# [WORK ORDER 1]
Answer these questions from the text on crystallization and solubility:
(a) What share of active pharmaceutical ingredients is produced via crystallization?
(b) What two solvent properties are needed when designing a screen around cooling crystallization?
(c) Which instruments are named for automating solubility measurements?
# [WORK ORDER 2]
In the text on crystallization and solubility, rewrite the passage that begins at the words "The solubility of" and stops after "developable solid forms.", with "solvents" changed to "solvent systems".
# [WORK ORDER 3]
Write the next paragraph of the text on crystallization and solubility, picking up after its last sentence.

Crystallization is the most important separation and purification method in the pharmaceutical industry. More than 80% of the active pharmaceutical ingredients are produced via crystallization and about 70% of solid chemicals. In crystallization of active ingredients (AIs), the solubility curve helps to choose a suitable crystallization process (e.g. cooling, anti-solvent or evaporative crystallization) and determines the yield. Therefore, knowledge of the solubility is essential for the design of the crystallization process. Additionally, it is estimated that 40% of the new drug compounds may be regarded as poorly soluble with that percentage even higher for certain therapeutic classes. Combined cooling and anti-solvent crystallization is a critical step in pharmaceutical manufacturing, especially for poorly soluble active ingredients.
The solubility of a compound in organic solvents or water is equally important for screen design and later for process development. For designing a screen, for instance around cooling crystallization, you need to select solvents that have sufficient solubility and that have a high dependency of solubility on temperature. In addition, a selection of solvents and mixtures that spans the range of possible chemical functionalities will maximize the chances of finding new, interesting and developable solid forms.
Measuring the solubility requires accurate control of temperature and sharp observation of the phase transition, i.e. full dissolution of the solid phase, combined with information regarding the composition of the system. For many compounds, the solubility increases with temperature. A compound may have considerably different solubility depending on the investigated solvent/solvent system. Solubility data are used to take critical decisions from the earliest stages of drug discovery, throughout the entire process development and up to formulation. Since generally a reproducible solubility dataset over a temperature or compositional range is required, many data points need to be determined separately. This can be labor intensive and time consuming. Crystal16 and Crystalline instruments offer invaluable tools to automate the execution of solubility measurements in quick, controllable and reproducible manner.

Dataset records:
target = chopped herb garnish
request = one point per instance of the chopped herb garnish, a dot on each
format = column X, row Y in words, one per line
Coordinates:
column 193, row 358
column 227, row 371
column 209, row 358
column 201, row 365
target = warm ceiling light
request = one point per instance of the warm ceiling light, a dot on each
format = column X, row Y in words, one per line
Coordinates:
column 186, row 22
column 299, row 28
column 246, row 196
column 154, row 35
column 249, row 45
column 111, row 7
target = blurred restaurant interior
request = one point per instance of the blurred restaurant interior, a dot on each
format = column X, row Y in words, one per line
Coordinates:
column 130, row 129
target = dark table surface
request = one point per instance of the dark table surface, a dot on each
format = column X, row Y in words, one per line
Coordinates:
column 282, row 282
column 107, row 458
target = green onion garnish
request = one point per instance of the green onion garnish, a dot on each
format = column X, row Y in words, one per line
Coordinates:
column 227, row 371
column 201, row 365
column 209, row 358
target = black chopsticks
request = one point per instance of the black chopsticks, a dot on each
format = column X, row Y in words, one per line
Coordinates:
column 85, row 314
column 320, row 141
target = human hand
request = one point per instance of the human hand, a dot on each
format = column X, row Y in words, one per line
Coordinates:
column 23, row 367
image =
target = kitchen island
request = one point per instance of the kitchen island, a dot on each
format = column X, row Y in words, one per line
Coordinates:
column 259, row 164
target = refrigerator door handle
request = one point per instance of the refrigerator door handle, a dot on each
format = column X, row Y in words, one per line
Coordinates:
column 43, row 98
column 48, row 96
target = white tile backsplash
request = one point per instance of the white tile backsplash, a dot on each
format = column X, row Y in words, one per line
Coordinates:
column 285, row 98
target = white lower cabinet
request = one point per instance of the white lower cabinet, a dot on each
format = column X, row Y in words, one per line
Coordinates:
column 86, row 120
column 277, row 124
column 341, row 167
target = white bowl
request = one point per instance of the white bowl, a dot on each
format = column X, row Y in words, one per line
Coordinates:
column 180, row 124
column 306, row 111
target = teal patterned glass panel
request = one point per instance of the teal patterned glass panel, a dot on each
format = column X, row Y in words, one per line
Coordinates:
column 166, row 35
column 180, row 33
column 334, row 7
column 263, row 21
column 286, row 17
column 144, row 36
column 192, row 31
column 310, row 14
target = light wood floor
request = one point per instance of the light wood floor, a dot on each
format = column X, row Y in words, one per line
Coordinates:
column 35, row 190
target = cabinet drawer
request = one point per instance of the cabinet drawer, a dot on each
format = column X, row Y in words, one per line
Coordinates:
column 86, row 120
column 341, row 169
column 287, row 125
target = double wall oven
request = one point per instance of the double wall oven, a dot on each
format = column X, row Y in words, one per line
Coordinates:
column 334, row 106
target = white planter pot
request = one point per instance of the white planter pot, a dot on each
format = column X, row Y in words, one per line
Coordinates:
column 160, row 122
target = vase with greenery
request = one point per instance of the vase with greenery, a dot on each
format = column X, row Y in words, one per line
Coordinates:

# [TASK OUTPUT 1]
(a) More than 80%.
(b) Sufficient solubility and a high dependency of solubility on temperature.
(c) Crystal16 and Crystalline.

# [TASK OUTPUT 2]
The solubility of a compound in organic solvent systems or water is equally important for screen design and later for process development. For designing a screen, for instance around cooling crystallization, you need to select solvent systems that have sufficient solubility and that have a high dependency of solubility on temperature. In addition, a selection of solvent systems and mixtures that spans the range of possible chemical functionalities will maximize the chances of finding new, interesting and developable solid forms.

# [TASK OUTPUT 3]
Moreover, when solubility data is required at constant temperature, which is often the case in multicomponent mixtures, solvent addition (SA) is the method of choice. In the solvent addition method, the temperature is kept constant. Upon dilution of a suspension of known composition by the addition of solvent, a clear point is detected when the equilibrium concentration is reached. The clear point can be detected by a decrease in solution concentration or by the disappearing of crystals. Crystalline instrument is used to monitor the suspension by using the particle viewer cameras. The cameras take pictures at regular intervals and the clear point is determined as the first picture without crystals. In the Crystalline, eight measurements may be conducted simultaneously. The cameras of the Crystalline clearly capture the thinning of the suspension upon the addition of solvent, until no crystals are detected anymore.
Knowledge of solubility is essential in order to reach the supreme goal of crystallization: provide customers with a product having acceptable cost, yield, purity, and material properties.